* **WHAT IS ASKED**
Lay out the entries from the very beginning through the line containing "top-left (484, 411), bottom-right (952, 852)", inclusive, as a two-column CSV with the headers entry_text and answer. Give one row per entry, with its text and its answer each in a single quoted field and line breaks replaced by spaces.

* **SUPPLIED ENTRIES**
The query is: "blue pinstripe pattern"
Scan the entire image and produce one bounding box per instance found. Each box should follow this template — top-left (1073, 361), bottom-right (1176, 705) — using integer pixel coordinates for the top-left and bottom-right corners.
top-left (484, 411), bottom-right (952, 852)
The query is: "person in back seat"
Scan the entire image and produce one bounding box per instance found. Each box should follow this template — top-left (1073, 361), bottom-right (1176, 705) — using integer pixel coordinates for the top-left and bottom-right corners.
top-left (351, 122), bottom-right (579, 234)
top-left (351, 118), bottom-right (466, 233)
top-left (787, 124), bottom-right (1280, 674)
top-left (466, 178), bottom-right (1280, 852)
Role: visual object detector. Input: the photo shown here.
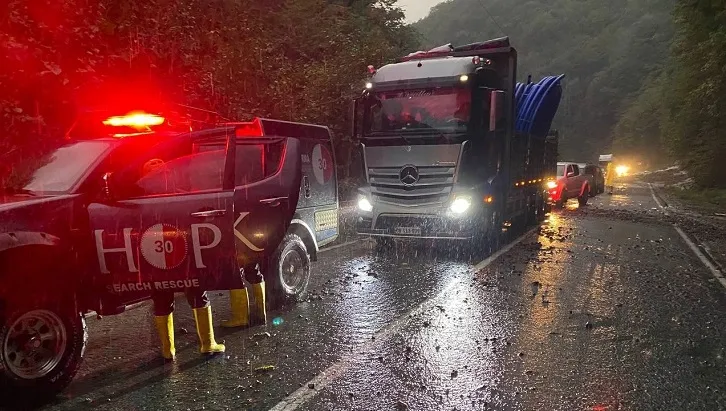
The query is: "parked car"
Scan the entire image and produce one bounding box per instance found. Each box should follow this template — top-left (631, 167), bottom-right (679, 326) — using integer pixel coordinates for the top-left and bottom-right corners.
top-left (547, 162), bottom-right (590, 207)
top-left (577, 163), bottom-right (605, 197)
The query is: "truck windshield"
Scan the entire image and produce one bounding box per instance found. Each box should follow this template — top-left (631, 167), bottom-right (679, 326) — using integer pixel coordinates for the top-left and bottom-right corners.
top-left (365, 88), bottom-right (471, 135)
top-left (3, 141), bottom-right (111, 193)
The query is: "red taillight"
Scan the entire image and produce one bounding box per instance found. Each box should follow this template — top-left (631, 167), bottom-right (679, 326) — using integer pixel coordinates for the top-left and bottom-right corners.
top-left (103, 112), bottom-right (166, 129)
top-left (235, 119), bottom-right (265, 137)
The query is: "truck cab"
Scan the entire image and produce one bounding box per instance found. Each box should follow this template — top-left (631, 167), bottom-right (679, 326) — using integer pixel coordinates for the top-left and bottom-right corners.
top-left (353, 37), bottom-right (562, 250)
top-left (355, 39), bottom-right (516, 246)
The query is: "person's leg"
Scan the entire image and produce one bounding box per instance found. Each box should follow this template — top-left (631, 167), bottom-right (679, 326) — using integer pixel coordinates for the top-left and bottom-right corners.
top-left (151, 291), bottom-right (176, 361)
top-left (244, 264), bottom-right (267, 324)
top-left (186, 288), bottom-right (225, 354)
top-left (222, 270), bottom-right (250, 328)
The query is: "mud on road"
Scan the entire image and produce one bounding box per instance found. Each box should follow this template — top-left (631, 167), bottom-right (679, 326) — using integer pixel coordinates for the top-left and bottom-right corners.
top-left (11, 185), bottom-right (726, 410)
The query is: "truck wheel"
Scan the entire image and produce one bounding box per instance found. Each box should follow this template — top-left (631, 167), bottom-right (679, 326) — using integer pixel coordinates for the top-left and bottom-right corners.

* **SOLUTION TO THE PROBLEM**
entry_text,answer
"The query is: ""blue pinstripe pattern"" Scan the entire image and produce one bounding box per instance found. Each box should follow this template — top-left (1073, 361), bottom-right (1176, 705) — using integer pixel coordinates for the top-left and bottom-right corners.","top-left (484, 411), bottom-right (952, 852)"